Actions to take:
1/ Repeat the part of the Little Women passage starting with "Beth was based" and going on through "in the Paris Salon.".
2/ Answer these questions from the passage about Little Women:
(a) Which of Alcott's sisters was Beth based on?
(b) In what year did Alcott publish Good Wives?
(c) What nickname did Alcott give Ladislas Wisniewski?

Given passage:
════

3. Meg, Beth, and Amy were based on Alcott's sisters.

Meg was based on Louisa’s sister Anna, who fell in love with her husband John Bridge Pratt while performing opposite him in a play. The description of Meg’s wedding in the novel is supposedly based on Anna’s actual wedding.

Beth was based on Lizzie, who contracted scarlet fever in 1856. Though she recovered, the disease permanently weakened her; Lizzie passed away in her sleep from a “wasting condition” on March 14, 1858—just shy of her 23rd birthday. Like Beth, Lizzie caught the illness from a poor family her mother was helping.

Amy was based on May (Amy is an anagram of May), an artist who lived in Europe and whose paintings were displayed in the Paris Salon.

Jo, of course, is based on Alcott herself.

4. The book as we know it was originally published in two parts.

The first half was published in 1868 as Little Women: Meg, Jo, Beth, and Amy. The Story Of Their Lives. A Girl’s Book. It ended with John Brooke proposing marriage to Meg. In 1869, Alcott published Good Wives, the second half of the book. It, too, only took a few months to write.

5. Alcott refused to have Jo marry Laurie.

Alcott, who never married herself, wanted Jo to remain unmarried, too. But while she was working on the second half of Little Women, fans were clamoring for Jo to marry the boy next door, Laurie. “Girls write to ask who the little women marry, as if that was the only aim and end of a woman’s life," Alcott wrote in her journal. "I won’t marry Jo to Laurie to please anyone.”

As a compromise—or to spite her fans—Alcott married Jo to the decidedly unromantic Professor Bhaer. Laurie ends up with Amy.

6. There are lots of theories about who Laurie was based on.

People have theorized Laurie was inspired by everyone from Henry David Thoreau to Nathaniel Hawthorne’s son Julian, but this doesn’t seem to be the case. In 1865, while in Europe, Alcott met a Polish musician named Ladislas Wisniewski, whom Alcott nicknamed Laddie. The flirtation between Laddie and Alcott culminated in them spending two weeks together in Paris, alone. According to biographer Harriet Reisen, Alcott later modeled Laurie after Laddie.

How far did the Alcott/Laddie affair go? It’s hard to say, as Alcott later crossed out the section of her diary referring to the romance. In the margin, she wrote, “couldn’t be.”

7. You can still visit Orchard House, where Alcott wrote Little Women.

════

Provided data:
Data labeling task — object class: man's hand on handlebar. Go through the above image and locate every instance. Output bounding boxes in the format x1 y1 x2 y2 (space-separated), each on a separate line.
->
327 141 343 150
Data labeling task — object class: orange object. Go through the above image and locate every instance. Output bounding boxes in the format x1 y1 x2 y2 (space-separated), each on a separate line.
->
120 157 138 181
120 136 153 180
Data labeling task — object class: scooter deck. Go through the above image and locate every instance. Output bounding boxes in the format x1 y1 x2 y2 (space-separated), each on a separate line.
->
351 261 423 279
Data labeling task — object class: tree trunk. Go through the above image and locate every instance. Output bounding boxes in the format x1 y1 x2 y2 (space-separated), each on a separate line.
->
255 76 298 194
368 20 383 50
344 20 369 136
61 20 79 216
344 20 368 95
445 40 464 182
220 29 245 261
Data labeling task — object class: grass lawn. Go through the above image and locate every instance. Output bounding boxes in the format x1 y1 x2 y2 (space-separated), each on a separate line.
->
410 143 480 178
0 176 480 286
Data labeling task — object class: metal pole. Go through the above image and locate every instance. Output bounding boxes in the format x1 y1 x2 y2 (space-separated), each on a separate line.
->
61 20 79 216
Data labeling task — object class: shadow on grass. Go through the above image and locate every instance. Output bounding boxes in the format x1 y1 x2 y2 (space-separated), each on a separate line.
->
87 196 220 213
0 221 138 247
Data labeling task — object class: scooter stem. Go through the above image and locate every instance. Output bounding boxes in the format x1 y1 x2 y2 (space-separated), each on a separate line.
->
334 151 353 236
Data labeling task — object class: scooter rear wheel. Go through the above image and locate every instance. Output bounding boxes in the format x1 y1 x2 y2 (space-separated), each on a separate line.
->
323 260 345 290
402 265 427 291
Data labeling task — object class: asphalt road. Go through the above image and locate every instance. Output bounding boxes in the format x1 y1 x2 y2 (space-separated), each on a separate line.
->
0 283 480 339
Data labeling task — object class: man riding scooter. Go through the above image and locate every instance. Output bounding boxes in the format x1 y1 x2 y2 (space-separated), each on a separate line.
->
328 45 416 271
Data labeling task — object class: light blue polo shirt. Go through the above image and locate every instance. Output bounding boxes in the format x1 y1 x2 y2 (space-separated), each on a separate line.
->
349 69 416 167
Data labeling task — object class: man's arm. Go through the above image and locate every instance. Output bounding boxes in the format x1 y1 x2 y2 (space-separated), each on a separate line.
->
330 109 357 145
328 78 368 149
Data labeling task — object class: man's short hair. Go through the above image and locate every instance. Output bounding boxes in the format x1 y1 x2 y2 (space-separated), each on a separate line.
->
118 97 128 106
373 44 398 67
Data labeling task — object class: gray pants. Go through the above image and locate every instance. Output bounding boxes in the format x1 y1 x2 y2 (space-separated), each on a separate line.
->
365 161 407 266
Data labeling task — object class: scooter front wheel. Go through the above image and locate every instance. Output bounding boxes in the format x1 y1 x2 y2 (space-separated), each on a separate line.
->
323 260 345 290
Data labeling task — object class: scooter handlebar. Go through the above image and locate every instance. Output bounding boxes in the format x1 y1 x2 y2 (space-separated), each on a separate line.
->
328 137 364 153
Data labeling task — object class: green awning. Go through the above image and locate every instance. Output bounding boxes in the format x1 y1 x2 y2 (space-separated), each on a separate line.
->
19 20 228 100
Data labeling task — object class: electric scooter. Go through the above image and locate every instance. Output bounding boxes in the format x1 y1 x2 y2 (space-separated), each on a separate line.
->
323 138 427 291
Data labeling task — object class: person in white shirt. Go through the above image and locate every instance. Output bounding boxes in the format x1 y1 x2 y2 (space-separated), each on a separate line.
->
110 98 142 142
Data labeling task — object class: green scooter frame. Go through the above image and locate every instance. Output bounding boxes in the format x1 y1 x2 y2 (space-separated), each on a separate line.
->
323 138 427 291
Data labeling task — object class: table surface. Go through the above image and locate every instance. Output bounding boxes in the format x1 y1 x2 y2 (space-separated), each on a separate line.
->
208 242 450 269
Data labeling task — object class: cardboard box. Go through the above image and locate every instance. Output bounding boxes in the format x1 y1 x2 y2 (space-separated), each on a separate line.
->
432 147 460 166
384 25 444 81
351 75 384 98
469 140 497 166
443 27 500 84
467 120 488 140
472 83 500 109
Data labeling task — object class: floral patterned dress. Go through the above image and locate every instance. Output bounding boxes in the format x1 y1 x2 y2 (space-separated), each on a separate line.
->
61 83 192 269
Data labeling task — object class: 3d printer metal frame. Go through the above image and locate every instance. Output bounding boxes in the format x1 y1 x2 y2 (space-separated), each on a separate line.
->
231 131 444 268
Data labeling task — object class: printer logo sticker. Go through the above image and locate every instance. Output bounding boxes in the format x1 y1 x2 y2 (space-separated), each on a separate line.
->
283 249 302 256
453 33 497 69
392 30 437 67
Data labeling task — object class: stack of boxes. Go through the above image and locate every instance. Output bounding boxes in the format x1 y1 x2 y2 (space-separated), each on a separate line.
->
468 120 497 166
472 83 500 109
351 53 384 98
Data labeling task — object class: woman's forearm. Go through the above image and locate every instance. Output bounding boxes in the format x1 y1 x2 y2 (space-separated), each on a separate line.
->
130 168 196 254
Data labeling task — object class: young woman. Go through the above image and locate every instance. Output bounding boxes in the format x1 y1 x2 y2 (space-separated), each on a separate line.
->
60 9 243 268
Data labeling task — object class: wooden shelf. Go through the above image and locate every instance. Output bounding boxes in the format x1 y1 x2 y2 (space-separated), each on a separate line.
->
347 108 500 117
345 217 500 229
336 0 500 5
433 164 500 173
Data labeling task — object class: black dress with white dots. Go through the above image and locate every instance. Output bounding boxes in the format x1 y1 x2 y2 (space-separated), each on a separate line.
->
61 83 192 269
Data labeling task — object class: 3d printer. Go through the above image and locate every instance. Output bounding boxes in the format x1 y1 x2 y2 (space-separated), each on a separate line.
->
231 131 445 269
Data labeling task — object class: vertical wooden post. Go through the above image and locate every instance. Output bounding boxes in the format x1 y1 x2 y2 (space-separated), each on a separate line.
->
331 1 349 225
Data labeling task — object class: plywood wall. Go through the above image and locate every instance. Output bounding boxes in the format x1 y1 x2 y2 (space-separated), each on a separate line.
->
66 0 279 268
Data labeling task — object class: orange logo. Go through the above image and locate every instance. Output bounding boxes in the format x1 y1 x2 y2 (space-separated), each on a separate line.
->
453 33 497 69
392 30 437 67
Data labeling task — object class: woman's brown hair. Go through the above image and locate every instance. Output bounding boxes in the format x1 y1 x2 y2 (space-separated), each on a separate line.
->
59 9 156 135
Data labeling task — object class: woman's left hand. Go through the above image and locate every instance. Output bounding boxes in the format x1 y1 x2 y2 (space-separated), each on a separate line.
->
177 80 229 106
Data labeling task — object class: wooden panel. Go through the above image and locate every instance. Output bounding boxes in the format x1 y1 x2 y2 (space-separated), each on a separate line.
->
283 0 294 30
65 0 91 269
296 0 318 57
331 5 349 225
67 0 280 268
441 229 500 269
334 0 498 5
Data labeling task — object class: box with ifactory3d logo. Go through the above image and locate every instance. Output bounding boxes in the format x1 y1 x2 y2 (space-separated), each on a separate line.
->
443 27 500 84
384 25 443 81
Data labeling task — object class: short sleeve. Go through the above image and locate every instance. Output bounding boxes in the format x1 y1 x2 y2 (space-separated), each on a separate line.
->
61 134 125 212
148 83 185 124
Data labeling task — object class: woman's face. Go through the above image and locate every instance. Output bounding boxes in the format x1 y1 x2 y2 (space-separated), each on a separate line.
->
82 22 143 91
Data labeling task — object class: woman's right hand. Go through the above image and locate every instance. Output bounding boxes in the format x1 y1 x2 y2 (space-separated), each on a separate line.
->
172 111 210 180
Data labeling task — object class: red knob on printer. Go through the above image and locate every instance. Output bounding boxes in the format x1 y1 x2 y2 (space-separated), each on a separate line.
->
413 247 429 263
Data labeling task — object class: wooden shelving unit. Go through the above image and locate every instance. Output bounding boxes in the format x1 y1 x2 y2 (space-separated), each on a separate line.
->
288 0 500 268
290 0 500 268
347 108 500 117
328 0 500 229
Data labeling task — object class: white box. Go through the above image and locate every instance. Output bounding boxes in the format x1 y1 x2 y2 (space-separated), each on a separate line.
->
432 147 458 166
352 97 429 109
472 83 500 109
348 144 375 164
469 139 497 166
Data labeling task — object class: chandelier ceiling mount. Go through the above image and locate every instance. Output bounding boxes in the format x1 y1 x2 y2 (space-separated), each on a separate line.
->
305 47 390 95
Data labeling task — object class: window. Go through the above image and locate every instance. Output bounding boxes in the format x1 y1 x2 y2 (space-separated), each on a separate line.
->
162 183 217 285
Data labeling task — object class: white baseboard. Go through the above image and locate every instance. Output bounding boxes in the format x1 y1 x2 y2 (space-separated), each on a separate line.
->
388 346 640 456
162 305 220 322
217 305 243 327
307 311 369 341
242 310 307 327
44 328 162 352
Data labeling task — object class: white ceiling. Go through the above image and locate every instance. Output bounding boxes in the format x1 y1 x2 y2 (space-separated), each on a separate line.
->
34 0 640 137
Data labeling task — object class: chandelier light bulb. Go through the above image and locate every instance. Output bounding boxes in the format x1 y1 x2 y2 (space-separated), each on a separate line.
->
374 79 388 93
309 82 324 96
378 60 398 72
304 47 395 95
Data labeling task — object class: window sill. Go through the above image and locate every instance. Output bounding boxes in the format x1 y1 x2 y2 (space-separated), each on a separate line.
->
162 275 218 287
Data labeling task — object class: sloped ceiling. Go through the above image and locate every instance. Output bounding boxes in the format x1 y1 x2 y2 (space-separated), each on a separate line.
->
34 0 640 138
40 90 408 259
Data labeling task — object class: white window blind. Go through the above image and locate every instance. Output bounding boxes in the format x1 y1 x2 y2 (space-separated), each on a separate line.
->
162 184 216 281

════

Answers to the exercise:
1/
Beth was based on Lizzie, who contracted scarlet fever in 1856. Though she recovered, the disease permanently weakened her; Lizzie passed away in her sleep from a “wasting condition” on March 14, 1858—just shy of her 23rd birthday. Like Beth, Lizzie caught the illness from a poor family her mother was helping.

Amy was based on May (Amy is an anagram of May), an artist who lived in Europe and whose paintings were displayed in the Paris Salon.

2/
(a) Lizzie
(b) 1869
(c) Laddie